======== Working data ========

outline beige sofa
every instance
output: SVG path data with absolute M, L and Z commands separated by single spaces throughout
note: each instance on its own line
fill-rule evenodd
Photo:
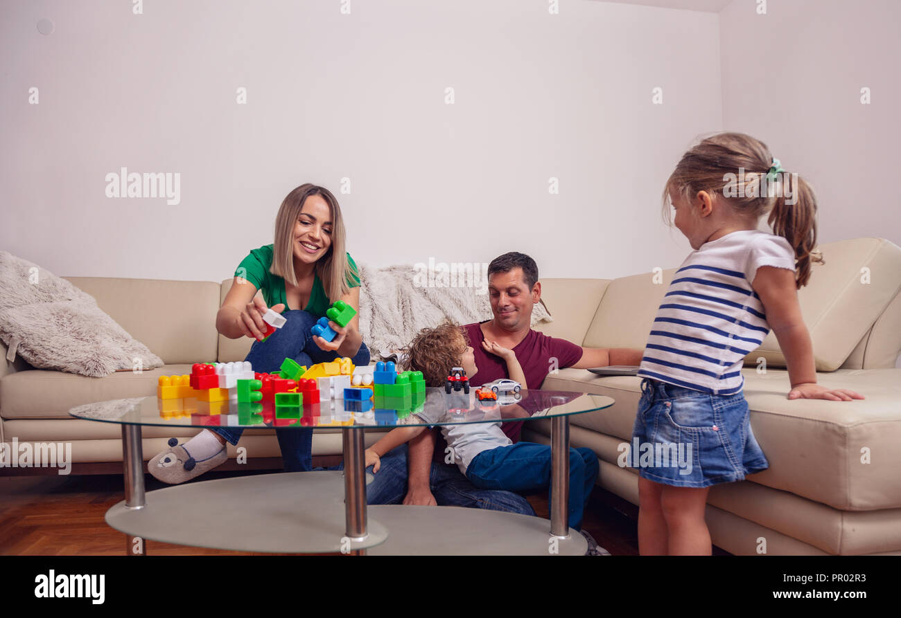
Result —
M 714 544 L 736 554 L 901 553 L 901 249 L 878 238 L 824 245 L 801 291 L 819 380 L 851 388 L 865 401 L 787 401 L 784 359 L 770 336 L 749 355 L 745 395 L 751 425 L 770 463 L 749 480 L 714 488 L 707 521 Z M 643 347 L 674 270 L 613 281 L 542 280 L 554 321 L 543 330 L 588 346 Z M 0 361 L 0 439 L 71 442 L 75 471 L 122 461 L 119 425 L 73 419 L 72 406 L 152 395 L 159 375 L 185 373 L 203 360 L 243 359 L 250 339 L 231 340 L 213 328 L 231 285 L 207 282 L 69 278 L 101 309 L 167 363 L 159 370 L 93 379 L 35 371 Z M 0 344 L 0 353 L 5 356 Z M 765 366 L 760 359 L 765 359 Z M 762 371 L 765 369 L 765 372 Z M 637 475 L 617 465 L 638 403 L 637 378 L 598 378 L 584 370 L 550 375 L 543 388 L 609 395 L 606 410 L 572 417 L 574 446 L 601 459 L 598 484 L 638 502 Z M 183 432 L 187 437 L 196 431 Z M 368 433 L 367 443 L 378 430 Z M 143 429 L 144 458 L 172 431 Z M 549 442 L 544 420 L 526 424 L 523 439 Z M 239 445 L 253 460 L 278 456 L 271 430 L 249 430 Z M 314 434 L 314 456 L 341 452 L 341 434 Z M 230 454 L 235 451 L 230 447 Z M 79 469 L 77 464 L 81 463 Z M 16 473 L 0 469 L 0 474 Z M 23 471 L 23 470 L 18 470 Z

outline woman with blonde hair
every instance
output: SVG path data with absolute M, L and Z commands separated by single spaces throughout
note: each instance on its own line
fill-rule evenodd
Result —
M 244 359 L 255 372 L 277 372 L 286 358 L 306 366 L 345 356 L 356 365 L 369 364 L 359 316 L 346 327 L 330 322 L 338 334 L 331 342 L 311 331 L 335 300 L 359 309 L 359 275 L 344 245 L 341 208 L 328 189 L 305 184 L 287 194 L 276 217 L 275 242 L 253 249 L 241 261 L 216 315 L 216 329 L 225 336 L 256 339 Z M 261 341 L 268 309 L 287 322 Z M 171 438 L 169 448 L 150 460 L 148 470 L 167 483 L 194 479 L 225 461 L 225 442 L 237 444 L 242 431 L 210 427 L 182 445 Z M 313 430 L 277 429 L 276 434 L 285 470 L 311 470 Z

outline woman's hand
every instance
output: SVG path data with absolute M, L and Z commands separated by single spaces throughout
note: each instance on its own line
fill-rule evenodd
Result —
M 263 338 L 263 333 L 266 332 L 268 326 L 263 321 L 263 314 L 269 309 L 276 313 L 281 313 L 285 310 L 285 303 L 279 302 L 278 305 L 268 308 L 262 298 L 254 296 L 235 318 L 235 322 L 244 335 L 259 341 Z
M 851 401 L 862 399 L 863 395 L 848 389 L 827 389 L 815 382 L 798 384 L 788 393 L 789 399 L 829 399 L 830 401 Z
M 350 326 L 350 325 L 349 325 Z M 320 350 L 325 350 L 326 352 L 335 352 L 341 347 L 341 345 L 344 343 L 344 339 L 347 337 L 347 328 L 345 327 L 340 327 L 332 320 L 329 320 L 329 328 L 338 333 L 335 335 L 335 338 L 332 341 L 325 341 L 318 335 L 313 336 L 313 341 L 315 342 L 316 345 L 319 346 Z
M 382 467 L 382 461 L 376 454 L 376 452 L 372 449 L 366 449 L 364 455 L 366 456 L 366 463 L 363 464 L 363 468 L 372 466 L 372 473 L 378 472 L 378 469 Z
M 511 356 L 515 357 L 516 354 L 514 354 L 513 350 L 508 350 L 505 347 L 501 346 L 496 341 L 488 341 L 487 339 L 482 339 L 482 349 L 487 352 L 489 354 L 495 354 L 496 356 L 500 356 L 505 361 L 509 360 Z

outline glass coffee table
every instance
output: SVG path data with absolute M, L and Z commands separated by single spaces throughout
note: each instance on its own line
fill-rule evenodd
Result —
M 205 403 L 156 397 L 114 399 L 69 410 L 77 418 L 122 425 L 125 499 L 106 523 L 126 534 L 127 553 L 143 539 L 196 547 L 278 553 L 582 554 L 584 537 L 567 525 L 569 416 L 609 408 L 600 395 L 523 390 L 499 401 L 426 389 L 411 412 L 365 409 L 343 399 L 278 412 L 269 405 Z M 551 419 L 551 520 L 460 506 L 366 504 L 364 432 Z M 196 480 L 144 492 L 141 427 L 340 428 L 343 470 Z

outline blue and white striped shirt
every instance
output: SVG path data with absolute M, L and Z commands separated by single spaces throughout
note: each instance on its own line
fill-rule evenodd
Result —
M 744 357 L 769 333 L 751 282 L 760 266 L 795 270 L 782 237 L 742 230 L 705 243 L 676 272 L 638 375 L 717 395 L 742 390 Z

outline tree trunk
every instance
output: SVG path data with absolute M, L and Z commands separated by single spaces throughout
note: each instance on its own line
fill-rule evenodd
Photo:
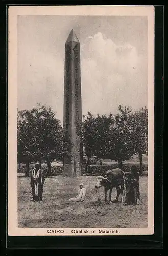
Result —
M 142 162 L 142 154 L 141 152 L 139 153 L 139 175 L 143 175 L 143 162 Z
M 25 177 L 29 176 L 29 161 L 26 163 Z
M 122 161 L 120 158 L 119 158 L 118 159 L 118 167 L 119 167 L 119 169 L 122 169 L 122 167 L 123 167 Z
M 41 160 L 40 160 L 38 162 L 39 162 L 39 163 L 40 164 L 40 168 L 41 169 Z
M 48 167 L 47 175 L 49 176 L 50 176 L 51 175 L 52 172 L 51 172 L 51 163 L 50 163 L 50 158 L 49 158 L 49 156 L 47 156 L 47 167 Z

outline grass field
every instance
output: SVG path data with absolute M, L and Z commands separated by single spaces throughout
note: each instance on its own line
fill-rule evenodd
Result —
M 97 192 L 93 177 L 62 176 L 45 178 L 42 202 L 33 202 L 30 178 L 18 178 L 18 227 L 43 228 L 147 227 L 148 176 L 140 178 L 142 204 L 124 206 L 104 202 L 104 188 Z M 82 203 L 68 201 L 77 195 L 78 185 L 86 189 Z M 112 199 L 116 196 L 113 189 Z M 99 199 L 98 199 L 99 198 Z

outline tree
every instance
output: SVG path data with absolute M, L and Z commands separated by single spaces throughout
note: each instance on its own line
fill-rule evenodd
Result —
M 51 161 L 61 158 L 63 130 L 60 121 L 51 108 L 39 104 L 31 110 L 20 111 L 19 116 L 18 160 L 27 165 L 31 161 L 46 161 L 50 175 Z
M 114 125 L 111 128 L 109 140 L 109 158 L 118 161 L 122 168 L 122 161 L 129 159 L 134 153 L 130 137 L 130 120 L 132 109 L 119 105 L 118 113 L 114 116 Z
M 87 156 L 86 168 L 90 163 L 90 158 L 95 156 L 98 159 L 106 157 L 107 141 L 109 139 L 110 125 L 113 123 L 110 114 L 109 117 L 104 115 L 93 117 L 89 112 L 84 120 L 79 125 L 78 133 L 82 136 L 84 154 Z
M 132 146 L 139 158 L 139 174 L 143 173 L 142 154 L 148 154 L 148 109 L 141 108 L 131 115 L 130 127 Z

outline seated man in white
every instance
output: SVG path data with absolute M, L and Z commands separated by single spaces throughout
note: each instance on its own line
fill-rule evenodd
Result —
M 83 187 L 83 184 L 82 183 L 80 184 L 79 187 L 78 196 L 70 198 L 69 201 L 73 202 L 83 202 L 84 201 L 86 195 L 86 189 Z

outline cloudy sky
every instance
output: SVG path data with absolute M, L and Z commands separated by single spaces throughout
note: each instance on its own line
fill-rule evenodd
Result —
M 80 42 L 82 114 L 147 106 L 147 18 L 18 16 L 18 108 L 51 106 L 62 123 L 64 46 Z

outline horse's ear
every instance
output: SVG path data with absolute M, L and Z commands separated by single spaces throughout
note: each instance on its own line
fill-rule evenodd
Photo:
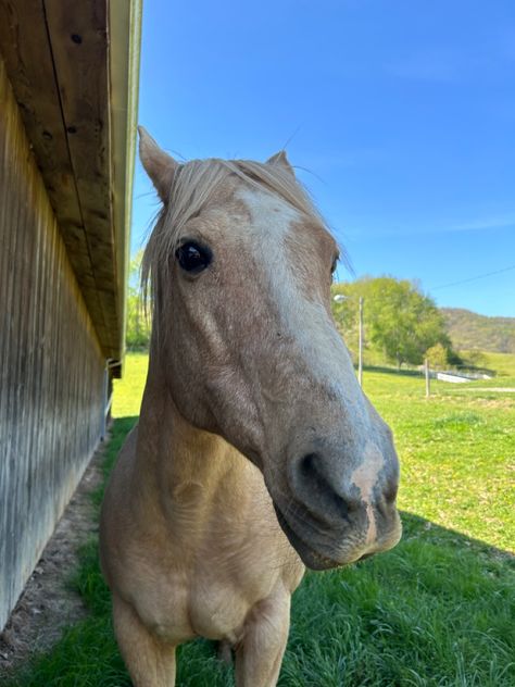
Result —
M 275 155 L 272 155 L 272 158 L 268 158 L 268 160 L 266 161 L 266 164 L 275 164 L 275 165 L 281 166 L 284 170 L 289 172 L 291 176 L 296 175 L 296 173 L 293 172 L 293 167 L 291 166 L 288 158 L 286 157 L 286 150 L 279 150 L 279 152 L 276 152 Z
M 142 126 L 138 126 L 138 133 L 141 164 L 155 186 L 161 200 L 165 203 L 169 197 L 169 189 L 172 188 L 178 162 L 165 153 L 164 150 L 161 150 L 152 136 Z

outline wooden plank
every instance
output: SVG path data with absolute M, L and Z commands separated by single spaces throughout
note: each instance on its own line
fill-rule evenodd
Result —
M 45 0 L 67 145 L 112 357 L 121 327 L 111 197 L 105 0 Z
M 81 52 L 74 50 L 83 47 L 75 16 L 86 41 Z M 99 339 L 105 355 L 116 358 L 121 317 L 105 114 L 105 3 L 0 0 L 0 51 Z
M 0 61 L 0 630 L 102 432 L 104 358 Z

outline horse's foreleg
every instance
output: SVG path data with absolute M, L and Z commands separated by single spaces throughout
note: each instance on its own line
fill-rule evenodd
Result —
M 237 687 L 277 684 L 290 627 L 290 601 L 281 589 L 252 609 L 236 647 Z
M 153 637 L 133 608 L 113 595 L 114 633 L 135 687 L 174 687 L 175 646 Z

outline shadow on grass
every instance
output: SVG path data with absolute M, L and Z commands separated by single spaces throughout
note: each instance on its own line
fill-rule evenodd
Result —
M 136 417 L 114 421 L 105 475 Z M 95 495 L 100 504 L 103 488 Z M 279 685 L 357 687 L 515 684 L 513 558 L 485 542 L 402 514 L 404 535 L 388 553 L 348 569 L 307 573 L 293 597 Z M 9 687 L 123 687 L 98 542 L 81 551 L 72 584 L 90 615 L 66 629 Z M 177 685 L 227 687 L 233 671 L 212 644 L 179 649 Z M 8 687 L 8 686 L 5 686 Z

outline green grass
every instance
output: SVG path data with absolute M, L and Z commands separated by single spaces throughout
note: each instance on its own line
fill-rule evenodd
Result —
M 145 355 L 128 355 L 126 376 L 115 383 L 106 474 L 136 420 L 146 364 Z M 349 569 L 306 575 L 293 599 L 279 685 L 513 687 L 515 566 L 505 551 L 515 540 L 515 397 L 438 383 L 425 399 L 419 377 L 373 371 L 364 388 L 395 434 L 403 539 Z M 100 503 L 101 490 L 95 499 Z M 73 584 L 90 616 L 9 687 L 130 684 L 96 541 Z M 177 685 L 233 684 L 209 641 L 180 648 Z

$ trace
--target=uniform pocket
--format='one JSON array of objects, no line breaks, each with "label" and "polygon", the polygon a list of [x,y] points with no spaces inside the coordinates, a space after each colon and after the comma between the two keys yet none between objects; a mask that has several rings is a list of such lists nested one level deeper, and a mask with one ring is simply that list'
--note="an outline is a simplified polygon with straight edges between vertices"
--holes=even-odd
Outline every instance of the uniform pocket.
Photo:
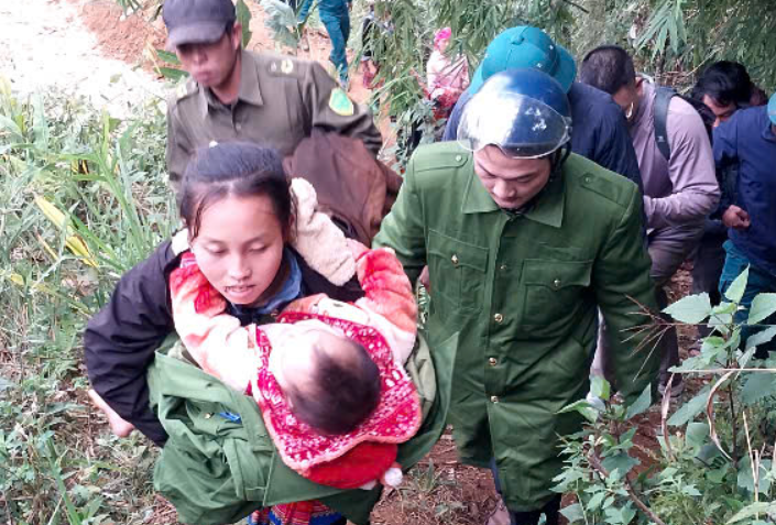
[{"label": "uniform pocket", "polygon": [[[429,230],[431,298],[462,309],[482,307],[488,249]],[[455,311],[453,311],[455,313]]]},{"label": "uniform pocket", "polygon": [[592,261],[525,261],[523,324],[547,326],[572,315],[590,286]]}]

========

[Required task] Write out the lines of the material from the line containing "outline woman's hand" through the line containing "M 263 338 L", both of those lines included, and nothing else.

[Answer]
outline woman's hand
every instance
output: SVG path data with absolute M, L and Z commands separated by single spaces throughout
note: each instance on its own line
fill-rule evenodd
Result —
M 263 338 L 263 333 L 266 332 L 268 326 L 263 321 L 263 314 L 269 309 L 276 313 L 281 313 L 285 310 L 285 303 L 279 302 L 278 305 L 268 308 L 262 298 L 254 296 L 235 318 L 235 322 L 244 335 L 259 341 Z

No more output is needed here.